- Set exercise
Reproduce, unchanged, the rows from the one containing "barn entrance opening." through the one containing "[124,48,274,96]", both included.

- Bounding-box records
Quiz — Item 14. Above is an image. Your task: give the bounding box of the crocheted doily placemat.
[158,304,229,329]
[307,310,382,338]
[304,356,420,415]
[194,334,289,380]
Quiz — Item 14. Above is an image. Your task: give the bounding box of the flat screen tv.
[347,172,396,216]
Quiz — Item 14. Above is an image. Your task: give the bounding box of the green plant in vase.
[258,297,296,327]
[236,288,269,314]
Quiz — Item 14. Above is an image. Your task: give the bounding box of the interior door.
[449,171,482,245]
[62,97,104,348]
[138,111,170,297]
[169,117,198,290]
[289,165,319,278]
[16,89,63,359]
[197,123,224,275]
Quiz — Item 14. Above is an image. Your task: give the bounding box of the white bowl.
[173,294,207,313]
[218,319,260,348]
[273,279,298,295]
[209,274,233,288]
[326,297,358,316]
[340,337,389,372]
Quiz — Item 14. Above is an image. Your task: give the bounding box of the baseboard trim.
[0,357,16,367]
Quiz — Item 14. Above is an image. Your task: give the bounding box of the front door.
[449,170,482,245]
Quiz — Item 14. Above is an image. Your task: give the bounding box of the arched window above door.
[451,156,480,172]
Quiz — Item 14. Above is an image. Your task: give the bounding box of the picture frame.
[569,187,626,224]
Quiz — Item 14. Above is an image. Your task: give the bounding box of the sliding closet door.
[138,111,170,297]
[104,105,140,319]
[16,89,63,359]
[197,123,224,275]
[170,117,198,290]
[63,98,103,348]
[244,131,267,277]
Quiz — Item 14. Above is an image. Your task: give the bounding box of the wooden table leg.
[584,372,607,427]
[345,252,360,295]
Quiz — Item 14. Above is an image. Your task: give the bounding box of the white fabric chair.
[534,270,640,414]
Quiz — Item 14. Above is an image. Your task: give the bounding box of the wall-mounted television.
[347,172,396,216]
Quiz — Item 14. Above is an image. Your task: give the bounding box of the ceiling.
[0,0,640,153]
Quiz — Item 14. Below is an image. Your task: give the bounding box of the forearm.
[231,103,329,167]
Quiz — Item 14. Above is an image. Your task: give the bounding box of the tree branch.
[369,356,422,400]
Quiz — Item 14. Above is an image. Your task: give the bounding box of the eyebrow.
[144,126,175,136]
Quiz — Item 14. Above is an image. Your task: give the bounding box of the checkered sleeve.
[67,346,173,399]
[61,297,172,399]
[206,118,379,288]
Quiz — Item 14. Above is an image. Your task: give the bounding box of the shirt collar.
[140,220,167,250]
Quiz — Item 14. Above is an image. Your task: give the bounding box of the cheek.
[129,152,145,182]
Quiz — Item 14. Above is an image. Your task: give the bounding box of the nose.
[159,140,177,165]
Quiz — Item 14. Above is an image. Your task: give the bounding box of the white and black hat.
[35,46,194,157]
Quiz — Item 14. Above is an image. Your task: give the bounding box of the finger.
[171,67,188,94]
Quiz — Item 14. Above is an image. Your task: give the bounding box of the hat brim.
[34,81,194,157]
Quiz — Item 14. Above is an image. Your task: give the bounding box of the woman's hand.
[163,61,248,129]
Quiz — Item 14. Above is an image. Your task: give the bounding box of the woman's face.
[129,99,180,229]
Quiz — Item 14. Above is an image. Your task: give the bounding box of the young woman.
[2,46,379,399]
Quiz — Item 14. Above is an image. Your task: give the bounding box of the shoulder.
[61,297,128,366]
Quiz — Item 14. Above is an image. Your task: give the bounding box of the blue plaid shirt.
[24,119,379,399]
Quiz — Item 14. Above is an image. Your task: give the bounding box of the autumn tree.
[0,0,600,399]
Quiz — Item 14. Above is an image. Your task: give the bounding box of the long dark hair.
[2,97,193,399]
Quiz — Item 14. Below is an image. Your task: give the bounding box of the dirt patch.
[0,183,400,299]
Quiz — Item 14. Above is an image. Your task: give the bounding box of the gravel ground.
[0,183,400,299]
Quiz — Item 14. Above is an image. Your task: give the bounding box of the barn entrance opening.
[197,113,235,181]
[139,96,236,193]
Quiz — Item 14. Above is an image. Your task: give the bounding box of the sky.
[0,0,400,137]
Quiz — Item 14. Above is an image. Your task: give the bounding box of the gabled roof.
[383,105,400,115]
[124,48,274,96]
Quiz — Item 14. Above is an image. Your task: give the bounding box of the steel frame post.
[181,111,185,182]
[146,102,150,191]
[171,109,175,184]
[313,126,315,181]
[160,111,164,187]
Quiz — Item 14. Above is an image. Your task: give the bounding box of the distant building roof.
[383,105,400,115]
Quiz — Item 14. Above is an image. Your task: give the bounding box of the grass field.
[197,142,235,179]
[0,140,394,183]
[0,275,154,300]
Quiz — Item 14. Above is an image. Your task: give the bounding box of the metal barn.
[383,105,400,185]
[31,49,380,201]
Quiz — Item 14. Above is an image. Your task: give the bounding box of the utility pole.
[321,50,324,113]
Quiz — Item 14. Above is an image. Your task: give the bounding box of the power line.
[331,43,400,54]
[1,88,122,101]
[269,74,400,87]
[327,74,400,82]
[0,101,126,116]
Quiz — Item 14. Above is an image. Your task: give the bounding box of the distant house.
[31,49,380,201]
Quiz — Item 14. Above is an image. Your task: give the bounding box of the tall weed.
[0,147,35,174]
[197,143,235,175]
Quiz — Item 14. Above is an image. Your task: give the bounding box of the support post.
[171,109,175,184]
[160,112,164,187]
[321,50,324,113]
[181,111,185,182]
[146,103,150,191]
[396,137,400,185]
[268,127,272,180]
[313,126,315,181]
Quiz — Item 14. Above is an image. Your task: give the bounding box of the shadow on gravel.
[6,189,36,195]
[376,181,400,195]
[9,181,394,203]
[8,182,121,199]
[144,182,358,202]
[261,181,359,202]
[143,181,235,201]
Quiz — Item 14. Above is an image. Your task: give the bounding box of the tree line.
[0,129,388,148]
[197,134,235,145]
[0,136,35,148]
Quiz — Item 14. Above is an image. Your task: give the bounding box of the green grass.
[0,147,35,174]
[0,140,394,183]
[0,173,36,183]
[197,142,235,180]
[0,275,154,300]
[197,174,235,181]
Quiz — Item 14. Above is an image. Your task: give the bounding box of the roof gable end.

- Result for this task
Quiz — Item 14. Above is an image. Your task: give the bounding box of the barn entrance opening.
[197,113,235,181]
[139,96,236,193]
Quiz — Item 14. Above is an image. Your task: give the bounding box of the sky.
[0,0,400,137]
Quiz — Item 14. Above is an image. Your task: give the bounding box of the gabled roof.
[383,105,400,115]
[124,48,274,96]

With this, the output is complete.